(Task details):
Every entry should be transcribed word for word, so that nothing is missing.

[Stored records]
================================
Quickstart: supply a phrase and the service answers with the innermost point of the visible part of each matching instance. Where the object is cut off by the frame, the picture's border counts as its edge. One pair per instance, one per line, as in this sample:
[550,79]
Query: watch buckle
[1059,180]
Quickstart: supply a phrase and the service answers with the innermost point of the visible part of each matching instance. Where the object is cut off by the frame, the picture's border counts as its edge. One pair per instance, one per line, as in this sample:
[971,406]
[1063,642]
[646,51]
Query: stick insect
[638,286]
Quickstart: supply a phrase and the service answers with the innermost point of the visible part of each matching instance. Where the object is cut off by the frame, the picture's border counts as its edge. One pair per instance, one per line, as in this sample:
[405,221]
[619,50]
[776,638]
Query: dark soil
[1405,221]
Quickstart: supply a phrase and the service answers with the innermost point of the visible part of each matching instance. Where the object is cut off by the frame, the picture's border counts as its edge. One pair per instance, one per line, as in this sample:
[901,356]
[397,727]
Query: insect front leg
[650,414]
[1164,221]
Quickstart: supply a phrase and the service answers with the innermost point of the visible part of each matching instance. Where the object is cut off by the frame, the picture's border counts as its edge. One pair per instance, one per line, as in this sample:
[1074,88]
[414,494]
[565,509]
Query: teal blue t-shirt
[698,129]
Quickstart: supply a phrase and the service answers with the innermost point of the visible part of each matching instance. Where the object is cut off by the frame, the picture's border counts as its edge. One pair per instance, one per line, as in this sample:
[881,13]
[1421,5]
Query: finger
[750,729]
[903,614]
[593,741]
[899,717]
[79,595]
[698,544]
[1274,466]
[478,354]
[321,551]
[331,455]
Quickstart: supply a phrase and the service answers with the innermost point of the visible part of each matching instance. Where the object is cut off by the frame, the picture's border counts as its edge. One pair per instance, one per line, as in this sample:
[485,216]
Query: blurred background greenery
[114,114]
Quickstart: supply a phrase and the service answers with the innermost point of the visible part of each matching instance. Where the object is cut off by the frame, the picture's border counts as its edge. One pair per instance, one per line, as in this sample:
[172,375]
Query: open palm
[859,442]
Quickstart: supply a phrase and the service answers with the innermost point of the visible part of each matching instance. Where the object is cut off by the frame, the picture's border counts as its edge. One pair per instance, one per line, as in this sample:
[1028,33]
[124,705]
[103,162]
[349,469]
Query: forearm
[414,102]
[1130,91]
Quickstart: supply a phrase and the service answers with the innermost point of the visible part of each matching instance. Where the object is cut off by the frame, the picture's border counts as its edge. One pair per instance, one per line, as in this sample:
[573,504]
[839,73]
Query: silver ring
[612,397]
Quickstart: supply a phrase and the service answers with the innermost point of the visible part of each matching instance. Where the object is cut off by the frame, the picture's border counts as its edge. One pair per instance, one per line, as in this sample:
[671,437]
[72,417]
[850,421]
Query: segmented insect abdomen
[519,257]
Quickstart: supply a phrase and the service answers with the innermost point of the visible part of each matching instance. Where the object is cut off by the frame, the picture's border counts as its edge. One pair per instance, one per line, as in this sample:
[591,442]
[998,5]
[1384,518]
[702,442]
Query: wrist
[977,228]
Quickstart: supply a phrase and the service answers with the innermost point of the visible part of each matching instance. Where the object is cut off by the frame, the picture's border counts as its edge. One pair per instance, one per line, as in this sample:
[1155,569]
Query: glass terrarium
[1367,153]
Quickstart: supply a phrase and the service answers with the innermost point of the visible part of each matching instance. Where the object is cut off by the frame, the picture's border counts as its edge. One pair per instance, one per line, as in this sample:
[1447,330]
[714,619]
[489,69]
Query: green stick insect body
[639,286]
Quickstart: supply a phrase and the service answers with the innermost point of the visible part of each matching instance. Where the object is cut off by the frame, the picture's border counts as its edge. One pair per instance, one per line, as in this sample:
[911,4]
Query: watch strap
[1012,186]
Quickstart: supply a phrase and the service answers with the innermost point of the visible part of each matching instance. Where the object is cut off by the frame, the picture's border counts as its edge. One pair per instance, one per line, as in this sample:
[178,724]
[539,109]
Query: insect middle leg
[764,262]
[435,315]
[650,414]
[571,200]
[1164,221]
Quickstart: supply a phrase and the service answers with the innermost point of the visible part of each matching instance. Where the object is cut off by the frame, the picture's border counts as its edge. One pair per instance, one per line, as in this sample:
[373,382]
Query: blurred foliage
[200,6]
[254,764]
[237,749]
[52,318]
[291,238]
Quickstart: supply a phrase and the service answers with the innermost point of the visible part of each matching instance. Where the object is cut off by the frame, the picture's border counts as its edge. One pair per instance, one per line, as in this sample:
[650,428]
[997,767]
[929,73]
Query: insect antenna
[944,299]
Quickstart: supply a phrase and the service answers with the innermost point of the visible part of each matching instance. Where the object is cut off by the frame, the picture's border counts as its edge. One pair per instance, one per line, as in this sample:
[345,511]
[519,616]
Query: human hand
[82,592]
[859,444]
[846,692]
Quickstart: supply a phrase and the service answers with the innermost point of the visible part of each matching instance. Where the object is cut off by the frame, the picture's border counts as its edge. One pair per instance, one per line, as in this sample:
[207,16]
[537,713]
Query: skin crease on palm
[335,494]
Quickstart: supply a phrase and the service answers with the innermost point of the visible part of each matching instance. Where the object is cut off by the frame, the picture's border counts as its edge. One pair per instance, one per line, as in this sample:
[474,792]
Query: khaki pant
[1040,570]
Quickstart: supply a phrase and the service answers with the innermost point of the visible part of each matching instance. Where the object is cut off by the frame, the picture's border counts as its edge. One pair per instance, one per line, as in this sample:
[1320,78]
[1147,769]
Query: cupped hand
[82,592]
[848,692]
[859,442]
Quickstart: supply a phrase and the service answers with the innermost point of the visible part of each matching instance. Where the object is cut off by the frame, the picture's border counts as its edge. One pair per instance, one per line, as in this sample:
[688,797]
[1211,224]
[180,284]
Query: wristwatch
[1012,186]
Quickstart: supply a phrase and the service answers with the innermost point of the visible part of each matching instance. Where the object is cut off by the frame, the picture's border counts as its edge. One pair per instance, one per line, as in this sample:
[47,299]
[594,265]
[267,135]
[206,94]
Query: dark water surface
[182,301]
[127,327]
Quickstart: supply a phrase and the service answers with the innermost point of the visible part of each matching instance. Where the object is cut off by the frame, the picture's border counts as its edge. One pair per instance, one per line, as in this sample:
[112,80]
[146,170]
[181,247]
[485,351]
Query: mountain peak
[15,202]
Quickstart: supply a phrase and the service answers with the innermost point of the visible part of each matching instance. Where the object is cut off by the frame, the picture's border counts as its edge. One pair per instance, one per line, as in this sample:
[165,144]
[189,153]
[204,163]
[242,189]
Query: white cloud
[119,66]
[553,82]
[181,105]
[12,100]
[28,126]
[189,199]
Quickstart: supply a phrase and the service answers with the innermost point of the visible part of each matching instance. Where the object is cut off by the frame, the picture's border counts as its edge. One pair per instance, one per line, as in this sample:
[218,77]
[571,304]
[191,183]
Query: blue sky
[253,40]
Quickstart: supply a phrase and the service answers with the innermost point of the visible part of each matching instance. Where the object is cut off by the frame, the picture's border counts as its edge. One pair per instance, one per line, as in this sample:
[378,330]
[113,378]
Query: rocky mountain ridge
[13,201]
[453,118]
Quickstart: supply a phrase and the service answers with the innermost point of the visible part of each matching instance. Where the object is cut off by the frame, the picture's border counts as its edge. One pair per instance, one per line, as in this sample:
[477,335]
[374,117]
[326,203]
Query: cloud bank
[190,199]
================================
(Solved exercise):
Quickstart: supply a phrase and the service answers with the innermost point of the visible part of each matching instance. Where the object is cut off by the frame, the picture's border counts as its edge. One pair per instance, one per line, as in this sample:
[550,79]
Query: watch buckle
[1059,180]
Quickstart: supply a phrase and the service answers with the innermost point of the visible part of each matching instance. Where the object is cut off by the frame, the picture's border counts as its edge. One pair per instance, one per line, as in this sample:
[971,406]
[1063,642]
[646,51]
Query: stick insect
[638,286]
Quickstart: supply a phrase and the service answers with the innermost point of the visible part of each matching instance. Where the object is cut off by the frame, the picture's border counts as its edge. One pair per instance, one per line, as in this sample:
[405,221]
[619,50]
[776,638]
Query: dark soil
[1405,221]
Quickstart: supply a phrase and the service answers with the innermost point of the visible part of each matching instance. Where the object is cut off by the frame, the picture's border counts as its edge. One pair per instance, one per line, as in this sample:
[901,356]
[397,727]
Query: insect front leg
[650,414]
[1164,221]
Quickstart: supply a phrase and the service answers with the innermost point of the visible part of each matching instance. Where the object is cut off by the frame, the picture's border counts as its edge. One pair per instance, one per line, as in this sample:
[1074,88]
[414,494]
[565,509]
Query: teal blue t-shirt
[698,129]
Quickstart: supply a phrase and the service answers with the innermost point of the visible part of each matching instance. Where the object is cut off by the frame, the picture's border counts as its edge. One pair per instance, one per line, as in this sample:
[881,13]
[1421,5]
Query: finger
[750,729]
[903,614]
[593,741]
[899,717]
[79,595]
[698,544]
[1274,466]
[478,354]
[321,551]
[331,455]
Quickstart: supply a phrase and the service answers with the innermost point of the visible part of each matching instance. Where the object is cut off by the frame, the picture's border counts as its edge. One pair per instance, one per line, as in this sample:
[485,216]
Query: blurred background greenery
[114,114]
Quickstart: supply a phrase and the service answers with the innermost point of the visible part of each matching instance. Where the object is cut off by the frame, the picture's border counts as its edge. One pair per instance, one per line, as in this sample:
[172,375]
Query: open palm
[859,442]
Quickstart: supply a phrase and the service answers with the innermost point of the visible part of each matching instance. Where the object is cut off by the frame, the picture's border counts as its edge. One pair per instance, one per line, as in this sample:
[1028,33]
[124,705]
[103,162]
[349,469]
Query: forearm
[414,102]
[1130,91]
Quickstart: supply a phrase and the service answers with the innermost point of the visible part of each matching instance. Where the object is cut off by the frame, the picture's border counts as its edge. One pair per instance, one per line, as in this sample:
[573,504]
[839,73]
Query: silver ring
[612,397]
Quickstart: supply a phrase and the service answers with the innermost point of the visible part of each matching instance. Where the object is cut off by the frame, the picture's border counts as its edge. One pair per instance, one per line, as in this sample:
[671,437]
[72,417]
[850,421]
Query: segmented insect abdomen
[519,257]
Quickstart: supply a phrase and the service answers with the innermost point of the visible part of each matching instance. Where the object is cut off by the frame, the picture's border counts as its edge. One pair per instance, one per line, as in this sample:
[591,442]
[998,5]
[1384,518]
[702,442]
Query: wrist
[977,228]
Quickstart: supply a phrase and the service answers with the innermost point of the visible part of each matching instance. Where the object is cut off by the frame, the picture's border counts as its edge. One pair per instance, one per line, as in this sample:
[1155,569]
Query: glass terrarium
[1367,153]
Quickstart: supply a phrase and the service answers with the innermost point of the visible part of each matching instance. Where the object is cut off by the frame, the picture's border counts as its edge. One pair per instance, one per line, as in this sample:
[1447,330]
[714,619]
[489,69]
Query: green stick insect body
[639,286]
Quickstart: supply a phrase and the service answers with the innermost point of the visible part of each matching instance. Where the object is cut off by the frame, the picture's border counts as its edge. One pair per instance, one per line, as in this sample:
[911,4]
Query: watch strap
[1012,186]
Quickstart: supply a phrase and the service answers with the innermost point of the visible part of each matching instance. Where the object is cut off by the frame, the picture's border counts as its edge. One pair per instance, one per line, as in this sample:
[178,724]
[539,109]
Query: insect middle leg
[764,262]
[435,315]
[650,414]
[571,200]
[1164,221]
Quickstart: supply a phrase and the service answers with the innermost point of the visible part of each matching instance. Where the object is cut off by the frame, the picture's border counts as its edge. One pair per instance, one per line, as in this sample:
[373,382]
Query: blurred foliage
[200,6]
[254,764]
[237,749]
[52,318]
[291,238]
Quickstart: supply a phrase and the service answers with the innermost point of the visible part of each matching instance. Where the object is cut off by the frame, the picture's border counts as its edge. One pair per instance, one per line, as in this sample:
[650,428]
[997,767]
[929,73]
Query: insect antenna
[944,299]
Quickstart: supply a phrase and the service answers with the innermost point of the visible part of each matching instance. Where the object is cut off by the frame, the picture's border counts as its edge. One pair per instance, one per line, as in this sample:
[345,511]
[519,616]
Query: human hand
[82,592]
[859,444]
[846,692]
Quickstart: supply a phrase and the service answers with the innermost point of the visible part of each matching instance. Where the object is cut off by the frame, the picture's border counts as its edge. One pair per instance, one per line, as in this sample:
[207,16]
[537,713]
Query: skin crease on palm
[335,494]
Quickstart: supply a phrase and the service answers with the innermost point of the visible part of each matching instance. Where the object is cut off by the frame, the picture's border counts as its edge. One pair per instance, one per line, as in this sample:
[474,792]
Query: khaki pant
[1040,570]
Quickstart: supply a phrase and the service answers with the innermost point of the visible part of each matching instance. Where the object is cut off by the frame, the picture's border counts as its edge. One pair per instance, one per line, as in this sample:
[1320,78]
[1147,769]
Query: cupped hand
[82,592]
[848,692]
[859,442]
Quickstart: supply a phrase and the service answers with the innermost point of the visible part of each matching instance. Where the object is cut off by the frame, the picture's border counts as its edge. One pair per instance, one per line, as in this sample:
[688,797]
[1211,224]
[180,284]
Query: wristwatch
[1012,186]
Quickstart: supply a phrase and the service answers with the innermost point of the visible part of each matching instance. Where the object is cut off by the frame, the picture's border counts as its edge. One pair per instance, one per line, as in this sample:
[47,299]
[594,265]
[267,135]
[206,94]
Query: dark water surface
[182,301]
[127,327]
Quickstart: supply a phrase and the service answers with the innermost point of the visible part of each matching instance. Where the object is cut off by the frame, the picture's border counts as its edge. One pair per instance, one per line, as in this sample:
[112,80]
[146,170]
[181,247]
[485,351]
Query: mountain peak
[15,202]
Quickstart: supply a phrase and the service answers with the innermost point of the visible part of each matching instance. Where the object is cut off by the frame, the picture's border counts as its edge. One pair per instance, one per line, as in this sample:
[165,144]
[189,153]
[204,163]
[242,189]
Query: white cloud
[119,66]
[553,82]
[181,105]
[12,100]
[28,126]
[189,199]
Quickstart: supply a phrase and the service answers with the innermost point of the visible part of each matching instance. Where the object is cut off by the frame, the picture's border counts as its edge. One pair per instance, one per line, as in this sample:
[218,77]
[571,304]
[191,183]
Query: blue sky
[253,40]
Quickstart: supply a phrase and the service answers with the innermost point of the visible part of each matching instance. Where the object is cut off by the frame, the picture's border counts as its edge. One pair per instance, one per line, as in this sample:
[378,330]
[113,378]
Query: rocky mountain ridge
[13,201]
[453,118]
Quickstart: supply a phrase and the service answers with the innermost point of the visible part of each matching instance. Where the object is cut off by the frame, the picture's border counts as its edge. One pair per instance, one per line, as in this sample:
[477,335]
[374,117]
[326,203]
Query: cloud bank
[190,199]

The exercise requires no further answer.